Text passage:
-- Start --

As announced previously by OIP, we are now posting up-to-date summaries of new court decisions. To facilitate their review, the cases are broken down by FOIA Exemption or procedural element and internal citations and quotations have been omitted. OIP provides these case summaries as a public service; due to their nature as summaries, they are not intended to be authoritative or complete statements of the facts or holdings of any of the cases summarized, and they should not be relied upon as such.
Set out below are summaries of the court decisions that were received by OIP during the month of April 2009.
WEEK OF APRIL 6District Courts
1. Bangoura v. U.S. Dep’t of the Army, No. 05-0311, 2009 WL 961536 (D.D.C. Apr. 8, 2009) (Robinson, Mag. J.)
Re: Records pertaining to plaintiff's arrest
• Litigation considerations: Under the FOIA, declaratory relief is appropriate only in limited circumstances. Defendant’s late response to plaintiff's initial request, “does not present a ‘cognizable danger of recurrent violation’ or ‘an illegal agency policy’” that could give rise to declaratory relief. Additionally, contrary to plaintiff’s claim, defendant was not required to produce a Vaughn index prior to plaintiff's filing of the instant case.
• Exemption 2 (low): The Army properly withheld internal sequencing numbers used to identify its agents when the agents are engaged in routine administrative functions. “[T]he sequence numbers are tools for the special agents to perform their duties. Moreover, the sequence numbers are akin to the use of initials or signatures which is the type of information contemplated for non-disclosure under the ‘low 2' exemption.”

-- End --

Exercise 1:
According to the FOIA case summaries, what did the Army properly withhold under Exemption 2 (low)?

Extracted records:
-- Start --

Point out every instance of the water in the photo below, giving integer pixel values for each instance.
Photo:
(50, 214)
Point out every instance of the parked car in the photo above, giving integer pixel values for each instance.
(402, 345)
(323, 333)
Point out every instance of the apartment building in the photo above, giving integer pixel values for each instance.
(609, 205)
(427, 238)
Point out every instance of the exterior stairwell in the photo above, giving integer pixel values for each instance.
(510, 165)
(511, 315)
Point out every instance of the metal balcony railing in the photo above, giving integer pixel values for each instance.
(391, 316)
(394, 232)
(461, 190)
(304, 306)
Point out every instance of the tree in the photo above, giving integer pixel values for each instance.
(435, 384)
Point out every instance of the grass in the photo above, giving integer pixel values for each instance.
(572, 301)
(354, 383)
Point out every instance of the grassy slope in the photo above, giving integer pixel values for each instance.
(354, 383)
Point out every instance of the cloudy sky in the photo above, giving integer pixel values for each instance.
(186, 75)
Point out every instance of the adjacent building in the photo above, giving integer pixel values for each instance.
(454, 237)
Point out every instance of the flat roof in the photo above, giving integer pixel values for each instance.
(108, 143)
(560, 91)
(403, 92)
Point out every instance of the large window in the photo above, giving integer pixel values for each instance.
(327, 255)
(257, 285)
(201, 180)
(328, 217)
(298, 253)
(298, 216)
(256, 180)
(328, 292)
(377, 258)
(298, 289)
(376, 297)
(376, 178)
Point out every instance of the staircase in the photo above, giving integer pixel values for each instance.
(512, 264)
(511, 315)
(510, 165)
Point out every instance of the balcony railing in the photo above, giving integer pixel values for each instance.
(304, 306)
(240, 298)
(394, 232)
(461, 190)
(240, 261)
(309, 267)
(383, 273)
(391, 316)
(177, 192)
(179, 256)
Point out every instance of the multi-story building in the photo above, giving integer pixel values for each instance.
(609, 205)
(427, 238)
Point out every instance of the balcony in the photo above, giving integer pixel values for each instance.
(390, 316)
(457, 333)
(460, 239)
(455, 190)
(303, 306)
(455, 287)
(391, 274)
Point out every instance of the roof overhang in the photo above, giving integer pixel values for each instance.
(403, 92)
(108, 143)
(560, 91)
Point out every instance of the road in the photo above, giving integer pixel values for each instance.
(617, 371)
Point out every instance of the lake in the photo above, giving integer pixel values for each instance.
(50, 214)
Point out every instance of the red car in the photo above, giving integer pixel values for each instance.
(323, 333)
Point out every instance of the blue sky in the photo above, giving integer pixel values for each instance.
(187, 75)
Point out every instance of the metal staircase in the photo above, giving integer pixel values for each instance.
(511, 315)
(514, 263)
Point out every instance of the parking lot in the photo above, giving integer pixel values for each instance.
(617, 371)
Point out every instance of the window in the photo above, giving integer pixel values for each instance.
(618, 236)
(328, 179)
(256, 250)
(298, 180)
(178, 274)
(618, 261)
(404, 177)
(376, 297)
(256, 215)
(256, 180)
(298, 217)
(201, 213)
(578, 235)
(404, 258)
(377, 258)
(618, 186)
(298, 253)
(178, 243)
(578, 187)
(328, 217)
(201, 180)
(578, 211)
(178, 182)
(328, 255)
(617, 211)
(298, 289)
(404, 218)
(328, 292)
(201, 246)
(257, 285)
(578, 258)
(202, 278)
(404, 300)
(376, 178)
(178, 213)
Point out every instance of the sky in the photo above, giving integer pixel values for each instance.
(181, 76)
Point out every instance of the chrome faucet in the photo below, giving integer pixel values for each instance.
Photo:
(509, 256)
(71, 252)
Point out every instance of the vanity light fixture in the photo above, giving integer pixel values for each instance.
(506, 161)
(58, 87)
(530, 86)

-- End --

Exercise 2:
Transcribe the rows word for word, everything from the row containing "Point out every instance of the chrome" down to the final row, both ends included.

Written solution 1:
Internal sequencing numbers used to identify its agents when the agents are engaged in routine administrative functions.

Written solution 2:
Point out every instance of the chrome faucet in the photo below, giving integer pixel values for each instance.
Photo:
(509, 256)
(71, 252)
Point out every instance of the vanity light fixture in the photo above, giving integer pixel values for each instance.
(506, 161)
(58, 87)
(530, 86)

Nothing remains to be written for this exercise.